* [Dataset rows]:

——————————

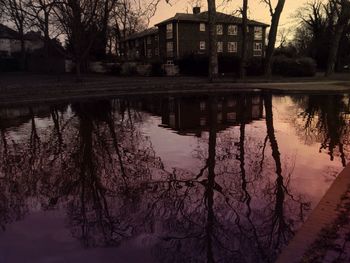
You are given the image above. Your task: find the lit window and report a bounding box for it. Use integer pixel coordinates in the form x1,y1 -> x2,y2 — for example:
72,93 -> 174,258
199,101 -> 207,111
253,42 -> 262,57
166,24 -> 173,39
166,42 -> 174,57
227,42 -> 237,53
217,42 -> 224,53
254,26 -> 262,40
199,117 -> 207,127
226,112 -> 237,122
216,25 -> 224,35
227,99 -> 236,108
199,41 -> 205,50
217,112 -> 222,124
218,101 -> 222,111
227,25 -> 238,36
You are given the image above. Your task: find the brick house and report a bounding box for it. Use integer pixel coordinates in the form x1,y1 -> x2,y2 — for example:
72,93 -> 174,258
120,27 -> 159,61
122,7 -> 268,64
0,24 -> 44,57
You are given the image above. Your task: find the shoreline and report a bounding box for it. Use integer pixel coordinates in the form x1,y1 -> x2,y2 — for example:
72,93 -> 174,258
0,74 -> 350,105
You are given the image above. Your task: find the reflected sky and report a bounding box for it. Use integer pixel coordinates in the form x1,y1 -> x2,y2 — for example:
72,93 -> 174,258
0,93 -> 349,262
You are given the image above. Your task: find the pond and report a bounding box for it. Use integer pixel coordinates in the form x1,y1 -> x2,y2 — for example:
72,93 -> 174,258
0,93 -> 350,263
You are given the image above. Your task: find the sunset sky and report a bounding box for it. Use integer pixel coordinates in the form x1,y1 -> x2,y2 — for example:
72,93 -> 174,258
150,0 -> 307,31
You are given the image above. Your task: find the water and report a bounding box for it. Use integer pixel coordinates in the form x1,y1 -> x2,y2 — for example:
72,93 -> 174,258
0,93 -> 350,263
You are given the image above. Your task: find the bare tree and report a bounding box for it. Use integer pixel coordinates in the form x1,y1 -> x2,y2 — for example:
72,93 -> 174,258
261,0 -> 286,76
208,0 -> 219,81
326,0 -> 350,76
239,0 -> 248,78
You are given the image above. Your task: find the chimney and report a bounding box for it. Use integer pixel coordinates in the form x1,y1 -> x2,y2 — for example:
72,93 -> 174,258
193,6 -> 201,15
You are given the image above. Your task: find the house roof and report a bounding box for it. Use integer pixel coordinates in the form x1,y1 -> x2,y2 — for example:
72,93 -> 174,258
125,27 -> 158,40
0,24 -> 19,39
156,11 -> 269,27
0,24 -> 42,41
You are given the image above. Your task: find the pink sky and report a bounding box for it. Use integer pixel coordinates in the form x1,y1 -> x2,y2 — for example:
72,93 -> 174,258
150,0 -> 307,30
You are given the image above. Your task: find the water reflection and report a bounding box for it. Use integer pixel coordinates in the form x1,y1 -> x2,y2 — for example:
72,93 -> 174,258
0,95 -> 348,262
295,95 -> 350,167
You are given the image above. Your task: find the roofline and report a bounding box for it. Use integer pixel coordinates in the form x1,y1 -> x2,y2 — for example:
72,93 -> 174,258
154,11 -> 270,28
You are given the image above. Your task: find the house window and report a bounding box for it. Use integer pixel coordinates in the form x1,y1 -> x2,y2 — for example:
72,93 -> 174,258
216,25 -> 224,35
199,41 -> 205,50
227,99 -> 237,108
218,41 -> 224,53
226,112 -> 237,122
217,112 -> 222,124
166,42 -> 174,57
199,117 -> 207,127
227,42 -> 237,53
199,101 -> 207,111
254,26 -> 262,40
253,42 -> 262,57
166,24 -> 173,39
227,25 -> 238,36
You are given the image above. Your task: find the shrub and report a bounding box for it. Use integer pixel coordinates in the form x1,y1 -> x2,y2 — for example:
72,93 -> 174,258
176,55 -> 209,76
0,58 -> 20,72
151,61 -> 165,77
108,63 -> 122,76
218,56 -> 241,73
272,56 -> 317,77
246,57 -> 264,76
121,62 -> 137,76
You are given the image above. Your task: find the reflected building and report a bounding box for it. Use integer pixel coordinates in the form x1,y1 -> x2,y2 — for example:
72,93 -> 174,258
0,105 -> 51,129
162,96 -> 263,135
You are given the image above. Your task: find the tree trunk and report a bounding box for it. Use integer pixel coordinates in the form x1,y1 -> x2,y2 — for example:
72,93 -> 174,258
208,0 -> 219,81
264,0 -> 286,77
326,0 -> 350,76
239,0 -> 248,79
205,98 -> 217,263
19,27 -> 26,71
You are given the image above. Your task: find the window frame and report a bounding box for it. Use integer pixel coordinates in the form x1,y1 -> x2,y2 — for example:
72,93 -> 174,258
199,40 -> 207,50
217,41 -> 224,53
254,26 -> 264,40
253,42 -> 263,57
227,24 -> 238,36
166,23 -> 174,39
227,41 -> 238,53
216,24 -> 224,36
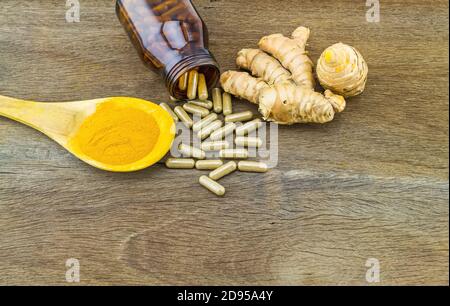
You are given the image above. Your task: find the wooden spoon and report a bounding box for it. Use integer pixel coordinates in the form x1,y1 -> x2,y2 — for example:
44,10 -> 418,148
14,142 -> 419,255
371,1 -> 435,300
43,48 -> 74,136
0,96 -> 176,172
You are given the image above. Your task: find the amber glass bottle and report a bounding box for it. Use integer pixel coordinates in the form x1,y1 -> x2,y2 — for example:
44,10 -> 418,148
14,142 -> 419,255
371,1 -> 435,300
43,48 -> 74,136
116,0 -> 220,99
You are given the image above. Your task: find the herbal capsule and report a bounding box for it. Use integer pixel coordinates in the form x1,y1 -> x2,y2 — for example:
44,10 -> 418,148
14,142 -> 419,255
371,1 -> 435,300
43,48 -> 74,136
178,72 -> 189,91
225,111 -> 253,122
178,143 -> 206,159
198,120 -> 223,140
238,161 -> 269,173
236,119 -> 263,136
199,175 -> 225,197
174,106 -> 194,129
211,123 -> 236,140
212,88 -> 222,114
195,159 -> 223,170
209,162 -> 237,181
187,70 -> 198,100
192,113 -> 219,132
183,103 -> 209,117
189,100 -> 213,110
169,96 -> 180,103
202,141 -> 230,152
219,149 -> 248,159
159,103 -> 179,123
198,73 -> 208,101
234,137 -> 263,148
222,92 -> 233,116
166,158 -> 195,169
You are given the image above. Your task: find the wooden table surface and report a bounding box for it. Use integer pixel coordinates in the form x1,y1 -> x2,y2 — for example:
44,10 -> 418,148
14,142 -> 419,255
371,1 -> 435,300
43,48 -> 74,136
0,0 -> 449,285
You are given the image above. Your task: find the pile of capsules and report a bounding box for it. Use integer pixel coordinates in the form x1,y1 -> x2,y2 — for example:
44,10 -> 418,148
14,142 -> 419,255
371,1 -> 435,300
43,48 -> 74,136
160,70 -> 268,196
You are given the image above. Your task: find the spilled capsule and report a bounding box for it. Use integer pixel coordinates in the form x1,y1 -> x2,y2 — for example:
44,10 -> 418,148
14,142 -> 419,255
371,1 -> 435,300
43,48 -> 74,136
236,119 -> 263,136
225,111 -> 253,122
198,120 -> 223,140
209,161 -> 237,181
234,136 -> 263,148
238,161 -> 269,173
198,73 -> 208,101
219,149 -> 249,159
222,92 -> 233,116
199,175 -> 225,197
195,159 -> 223,170
183,102 -> 209,118
211,123 -> 236,140
212,88 -> 222,114
174,106 -> 194,129
178,143 -> 206,159
166,158 -> 195,169
192,113 -> 219,132
189,100 -> 213,110
202,140 -> 230,152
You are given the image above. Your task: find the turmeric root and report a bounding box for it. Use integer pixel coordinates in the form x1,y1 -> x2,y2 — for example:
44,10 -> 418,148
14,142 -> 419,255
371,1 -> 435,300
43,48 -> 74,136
236,49 -> 292,85
317,43 -> 369,97
259,27 -> 315,88
220,71 -> 269,104
220,71 -> 345,124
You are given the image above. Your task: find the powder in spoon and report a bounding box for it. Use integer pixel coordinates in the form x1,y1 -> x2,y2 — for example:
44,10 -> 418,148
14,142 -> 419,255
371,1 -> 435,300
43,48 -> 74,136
71,102 -> 160,165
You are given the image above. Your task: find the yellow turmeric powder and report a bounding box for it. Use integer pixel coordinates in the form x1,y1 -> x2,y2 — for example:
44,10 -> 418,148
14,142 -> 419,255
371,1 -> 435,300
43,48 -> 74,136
71,103 -> 160,165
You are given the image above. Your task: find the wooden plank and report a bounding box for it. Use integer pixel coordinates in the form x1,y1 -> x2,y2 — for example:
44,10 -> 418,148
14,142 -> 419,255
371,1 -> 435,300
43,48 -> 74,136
0,0 -> 449,285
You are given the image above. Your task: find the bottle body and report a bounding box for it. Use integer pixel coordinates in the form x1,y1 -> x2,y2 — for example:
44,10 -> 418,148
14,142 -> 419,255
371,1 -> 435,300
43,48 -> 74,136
116,0 -> 220,99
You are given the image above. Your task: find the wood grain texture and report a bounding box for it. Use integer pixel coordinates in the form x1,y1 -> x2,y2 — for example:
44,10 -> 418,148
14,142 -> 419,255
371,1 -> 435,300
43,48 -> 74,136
0,0 -> 449,285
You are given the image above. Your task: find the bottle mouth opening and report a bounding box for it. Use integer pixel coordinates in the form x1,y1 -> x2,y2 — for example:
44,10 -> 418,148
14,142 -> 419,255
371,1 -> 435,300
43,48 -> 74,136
165,52 -> 220,100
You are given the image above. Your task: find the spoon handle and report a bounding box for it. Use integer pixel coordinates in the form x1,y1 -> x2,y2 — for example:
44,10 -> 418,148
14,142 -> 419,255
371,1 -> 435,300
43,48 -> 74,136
0,96 -> 77,143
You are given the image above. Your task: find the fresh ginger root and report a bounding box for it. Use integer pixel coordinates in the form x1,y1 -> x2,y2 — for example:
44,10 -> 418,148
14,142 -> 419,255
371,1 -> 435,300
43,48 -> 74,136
236,49 -> 292,85
220,71 -> 345,124
317,43 -> 369,98
259,27 -> 315,88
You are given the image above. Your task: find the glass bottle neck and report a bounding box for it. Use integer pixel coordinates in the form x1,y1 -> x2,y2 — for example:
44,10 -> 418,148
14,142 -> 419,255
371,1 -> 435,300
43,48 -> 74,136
163,49 -> 220,100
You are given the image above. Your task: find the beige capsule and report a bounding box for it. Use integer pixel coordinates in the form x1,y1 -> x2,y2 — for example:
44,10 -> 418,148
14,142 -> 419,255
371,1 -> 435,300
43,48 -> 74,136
178,72 -> 189,91
222,92 -> 233,116
159,103 -> 180,123
219,149 -> 249,159
212,88 -> 223,114
174,106 -> 194,129
202,141 -> 230,152
187,70 -> 198,100
166,158 -> 195,169
225,111 -> 253,122
189,100 -> 213,110
198,73 -> 209,101
192,113 -> 219,132
169,96 -> 180,103
178,143 -> 206,159
234,136 -> 263,148
199,175 -> 226,197
198,120 -> 223,140
183,103 -> 209,118
236,119 -> 263,136
211,123 -> 236,141
195,159 -> 223,170
238,161 -> 269,173
209,161 -> 237,181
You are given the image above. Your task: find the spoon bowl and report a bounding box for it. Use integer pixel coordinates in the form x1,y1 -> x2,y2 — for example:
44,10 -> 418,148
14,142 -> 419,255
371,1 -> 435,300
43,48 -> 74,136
0,96 -> 176,172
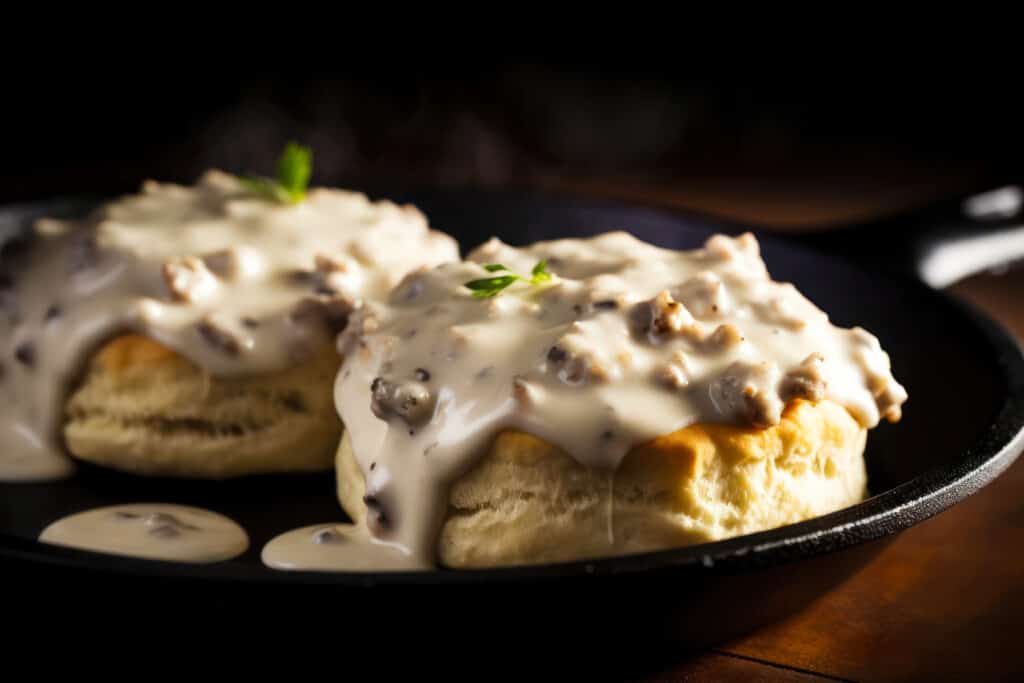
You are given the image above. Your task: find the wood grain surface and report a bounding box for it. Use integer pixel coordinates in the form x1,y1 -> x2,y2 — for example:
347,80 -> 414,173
573,183 -> 1024,681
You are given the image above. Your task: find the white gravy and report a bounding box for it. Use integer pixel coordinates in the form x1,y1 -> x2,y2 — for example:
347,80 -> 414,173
39,503 -> 249,563
0,171 -> 459,481
336,232 -> 906,567
262,524 -> 410,571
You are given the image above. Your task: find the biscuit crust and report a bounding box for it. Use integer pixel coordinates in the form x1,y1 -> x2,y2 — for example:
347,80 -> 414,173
63,335 -> 341,479
337,400 -> 867,568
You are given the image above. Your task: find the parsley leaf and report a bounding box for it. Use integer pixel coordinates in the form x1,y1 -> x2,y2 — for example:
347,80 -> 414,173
241,142 -> 313,204
463,259 -> 553,299
529,258 -> 551,285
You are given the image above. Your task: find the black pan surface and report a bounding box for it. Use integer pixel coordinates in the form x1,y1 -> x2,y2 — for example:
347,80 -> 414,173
0,190 -> 1024,645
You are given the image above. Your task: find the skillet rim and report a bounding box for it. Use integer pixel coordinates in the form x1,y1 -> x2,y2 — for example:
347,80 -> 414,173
0,192 -> 1024,589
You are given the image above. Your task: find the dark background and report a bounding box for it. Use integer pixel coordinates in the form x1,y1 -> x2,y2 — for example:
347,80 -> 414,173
0,56 -> 1024,224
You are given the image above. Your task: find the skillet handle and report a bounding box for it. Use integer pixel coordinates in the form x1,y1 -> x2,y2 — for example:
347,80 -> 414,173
800,184 -> 1024,289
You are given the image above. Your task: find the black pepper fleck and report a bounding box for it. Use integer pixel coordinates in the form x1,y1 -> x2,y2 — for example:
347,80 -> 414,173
548,346 -> 569,362
14,342 -> 36,368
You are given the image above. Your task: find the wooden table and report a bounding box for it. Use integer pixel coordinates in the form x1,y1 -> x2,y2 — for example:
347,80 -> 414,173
561,179 -> 1024,682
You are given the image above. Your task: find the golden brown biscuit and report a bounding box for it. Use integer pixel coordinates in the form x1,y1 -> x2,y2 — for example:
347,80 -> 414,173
337,400 -> 867,568
63,335 -> 341,479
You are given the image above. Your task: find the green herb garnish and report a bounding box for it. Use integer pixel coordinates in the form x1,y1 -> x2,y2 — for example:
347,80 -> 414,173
241,142 -> 313,204
463,259 -> 552,299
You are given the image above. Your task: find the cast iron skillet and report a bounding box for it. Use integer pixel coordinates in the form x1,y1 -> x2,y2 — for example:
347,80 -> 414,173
0,185 -> 1024,645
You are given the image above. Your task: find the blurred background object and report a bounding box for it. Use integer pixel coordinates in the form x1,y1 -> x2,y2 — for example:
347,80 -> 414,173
8,56 -> 1024,225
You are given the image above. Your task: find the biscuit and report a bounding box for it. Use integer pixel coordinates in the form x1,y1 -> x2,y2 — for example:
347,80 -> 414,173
63,335 -> 341,479
337,400 -> 867,568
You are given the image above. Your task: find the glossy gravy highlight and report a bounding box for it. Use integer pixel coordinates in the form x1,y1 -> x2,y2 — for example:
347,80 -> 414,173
39,504 -> 249,563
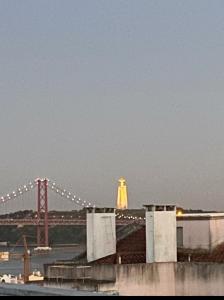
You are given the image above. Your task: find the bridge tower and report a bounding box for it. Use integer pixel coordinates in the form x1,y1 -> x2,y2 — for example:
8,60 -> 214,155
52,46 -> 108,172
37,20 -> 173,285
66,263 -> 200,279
117,177 -> 128,209
37,178 -> 49,247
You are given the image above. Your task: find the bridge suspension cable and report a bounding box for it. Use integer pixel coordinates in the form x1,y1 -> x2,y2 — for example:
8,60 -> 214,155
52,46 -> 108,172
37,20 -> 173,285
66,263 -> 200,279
0,180 -> 37,204
48,179 -> 95,207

——————————

* [WHAT THIS TASK INVOLVES]:
Put the lines of the listing, from its start through the line that contains "0,93 -> 349,262", into a numbered list with both ends included, blank lines skipped, and the pictures left out.

* [SOLUTION TO THE PROBLEM]:
1. You are given the image above. Your task: find the lit window and report a bounding box for it. Use integer pixel coordinates in the form x1,y1 -> x2,y2 — for example:
2. 72,93 -> 174,258
3. 199,101 -> 207,111
4. 253,42 -> 262,57
5. 166,24 -> 173,39
6. 166,42 -> 174,57
7. 227,42 -> 237,53
8. 217,42 -> 224,53
9. 254,26 -> 262,40
10. 199,117 -> 207,127
11. 226,112 -> 237,122
12. 216,25 -> 224,35
13. 227,99 -> 236,108
14. 199,41 -> 205,50
15. 217,112 -> 222,124
16. 218,101 -> 222,111
17. 227,25 -> 238,36
18. You are given the image above. Your task: find the brick house and report a bounding box for it. Use integer pixel coordinates in the form x1,y1 -> x2,y2 — for example:
19. 72,93 -> 174,258
20. 120,27 -> 159,61
21. 122,7 -> 268,64
22. 0,24 -> 44,57
23. You are given the image above. Your task: find the shoreline and report a bounding box for it. Use integer pixel coordinates in the form x1,y1 -> x2,y2 — for example:
24. 72,93 -> 174,258
25. 0,74 -> 350,105
26. You are given the image above. Your task: find the reflected sky and report a bounding box for it. Use integer pixel coordinates in the form x1,y1 -> x2,y2 — for example:
27. 72,93 -> 174,258
28. 0,93 -> 349,262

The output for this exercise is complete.